→ Exercise aim:
Output exactly the lines below, starting with the line that has "I'd appreciate your assistance — please locate the distant town" and going on through the line that has "I'd appreciate your assistance — please locate the wicker chair", both included, and no other lines.

(Collected data)
+--

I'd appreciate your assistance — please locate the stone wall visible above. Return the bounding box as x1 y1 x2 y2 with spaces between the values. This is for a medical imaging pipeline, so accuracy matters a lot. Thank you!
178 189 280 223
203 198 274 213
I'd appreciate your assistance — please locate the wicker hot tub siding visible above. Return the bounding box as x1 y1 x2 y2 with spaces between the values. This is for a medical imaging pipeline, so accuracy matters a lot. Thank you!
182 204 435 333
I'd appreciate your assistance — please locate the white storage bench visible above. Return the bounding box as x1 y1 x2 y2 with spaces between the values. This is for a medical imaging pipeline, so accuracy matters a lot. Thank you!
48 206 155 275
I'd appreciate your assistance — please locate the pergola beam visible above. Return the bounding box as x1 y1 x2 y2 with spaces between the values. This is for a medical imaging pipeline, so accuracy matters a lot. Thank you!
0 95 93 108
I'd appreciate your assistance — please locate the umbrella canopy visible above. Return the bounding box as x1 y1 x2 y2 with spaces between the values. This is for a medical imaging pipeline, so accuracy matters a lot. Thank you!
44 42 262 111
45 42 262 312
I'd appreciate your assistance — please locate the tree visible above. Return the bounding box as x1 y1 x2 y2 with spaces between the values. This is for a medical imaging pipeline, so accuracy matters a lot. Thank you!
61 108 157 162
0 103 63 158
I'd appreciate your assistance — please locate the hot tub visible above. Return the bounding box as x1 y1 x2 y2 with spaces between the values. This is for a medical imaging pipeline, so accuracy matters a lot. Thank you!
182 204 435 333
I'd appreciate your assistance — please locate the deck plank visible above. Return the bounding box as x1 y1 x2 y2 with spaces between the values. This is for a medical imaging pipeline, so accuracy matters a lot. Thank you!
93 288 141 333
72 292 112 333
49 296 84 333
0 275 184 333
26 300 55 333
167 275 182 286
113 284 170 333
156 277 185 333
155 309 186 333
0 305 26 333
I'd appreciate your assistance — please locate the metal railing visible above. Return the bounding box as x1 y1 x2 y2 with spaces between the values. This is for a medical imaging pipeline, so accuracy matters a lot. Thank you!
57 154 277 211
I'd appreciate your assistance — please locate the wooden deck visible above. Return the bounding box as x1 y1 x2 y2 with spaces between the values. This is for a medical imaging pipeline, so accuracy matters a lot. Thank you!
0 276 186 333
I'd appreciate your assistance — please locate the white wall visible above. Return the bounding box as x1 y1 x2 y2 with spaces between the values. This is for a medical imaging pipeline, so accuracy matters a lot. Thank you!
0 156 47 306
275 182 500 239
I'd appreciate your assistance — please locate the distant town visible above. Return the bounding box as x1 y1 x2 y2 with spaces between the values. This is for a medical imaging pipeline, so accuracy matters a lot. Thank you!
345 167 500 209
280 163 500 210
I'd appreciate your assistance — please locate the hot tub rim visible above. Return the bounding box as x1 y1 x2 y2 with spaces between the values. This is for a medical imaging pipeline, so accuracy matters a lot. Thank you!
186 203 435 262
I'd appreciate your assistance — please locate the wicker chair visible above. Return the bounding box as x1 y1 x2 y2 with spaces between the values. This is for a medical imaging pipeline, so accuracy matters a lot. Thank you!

+--

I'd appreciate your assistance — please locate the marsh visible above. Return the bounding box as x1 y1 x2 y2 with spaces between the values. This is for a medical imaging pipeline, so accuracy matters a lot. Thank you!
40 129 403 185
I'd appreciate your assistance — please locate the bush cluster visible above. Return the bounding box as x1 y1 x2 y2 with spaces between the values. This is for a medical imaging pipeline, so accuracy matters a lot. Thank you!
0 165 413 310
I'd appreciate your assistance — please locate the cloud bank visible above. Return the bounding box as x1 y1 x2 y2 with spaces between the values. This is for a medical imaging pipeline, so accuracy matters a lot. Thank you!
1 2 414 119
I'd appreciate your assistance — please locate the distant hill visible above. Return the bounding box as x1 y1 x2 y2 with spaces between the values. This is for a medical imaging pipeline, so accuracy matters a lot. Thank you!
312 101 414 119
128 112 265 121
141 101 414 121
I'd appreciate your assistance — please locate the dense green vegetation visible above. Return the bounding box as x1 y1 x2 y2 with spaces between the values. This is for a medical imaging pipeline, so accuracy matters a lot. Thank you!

+--

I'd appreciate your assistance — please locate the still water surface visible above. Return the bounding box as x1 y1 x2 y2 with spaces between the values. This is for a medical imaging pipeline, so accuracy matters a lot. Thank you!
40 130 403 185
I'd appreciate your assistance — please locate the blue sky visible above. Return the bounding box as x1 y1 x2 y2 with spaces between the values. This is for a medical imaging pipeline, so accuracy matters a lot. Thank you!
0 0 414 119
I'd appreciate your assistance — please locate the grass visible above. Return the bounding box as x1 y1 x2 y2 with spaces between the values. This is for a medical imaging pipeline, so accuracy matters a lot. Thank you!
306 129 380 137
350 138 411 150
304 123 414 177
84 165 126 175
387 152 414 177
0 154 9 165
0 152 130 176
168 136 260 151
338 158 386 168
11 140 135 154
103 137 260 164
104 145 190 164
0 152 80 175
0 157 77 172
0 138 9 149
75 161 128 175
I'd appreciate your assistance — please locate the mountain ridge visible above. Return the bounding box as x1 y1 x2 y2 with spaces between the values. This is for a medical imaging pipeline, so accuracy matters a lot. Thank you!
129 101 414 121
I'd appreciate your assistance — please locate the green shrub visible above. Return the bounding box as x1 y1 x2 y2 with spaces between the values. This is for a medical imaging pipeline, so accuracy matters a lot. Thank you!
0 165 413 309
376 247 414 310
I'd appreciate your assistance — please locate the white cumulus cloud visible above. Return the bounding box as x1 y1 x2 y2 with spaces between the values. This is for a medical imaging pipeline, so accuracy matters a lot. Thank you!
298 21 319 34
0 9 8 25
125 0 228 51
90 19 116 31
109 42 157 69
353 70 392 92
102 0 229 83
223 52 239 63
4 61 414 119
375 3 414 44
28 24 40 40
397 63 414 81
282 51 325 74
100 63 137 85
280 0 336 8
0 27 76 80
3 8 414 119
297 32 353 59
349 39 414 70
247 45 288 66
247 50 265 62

+--

→ Answer to this problem:
I'd appreciate your assistance — please locate the distant town visible above. Return the bounding box as x1 y1 x2 y2 with spaces between the values. This is for a medical imaging pipeline, so accuracy matters a lot. Thank you!
345 167 500 209
280 163 500 210
I'd appreciate your assistance — please locate the hot tub rim visible above. Return the bounding box as x1 y1 x2 y2 with spaces between the values. This is for a medical imaging pipeline, so accuracy matters a lot. Thank you!
186 203 435 262
I'd appreciate your assistance — please locate the wicker chair visible above. Return the bounding box as x1 y1 x2 y2 with spaces between the values. This is for a medical imaging pipeline, so accuracy matters a lot. Thank you!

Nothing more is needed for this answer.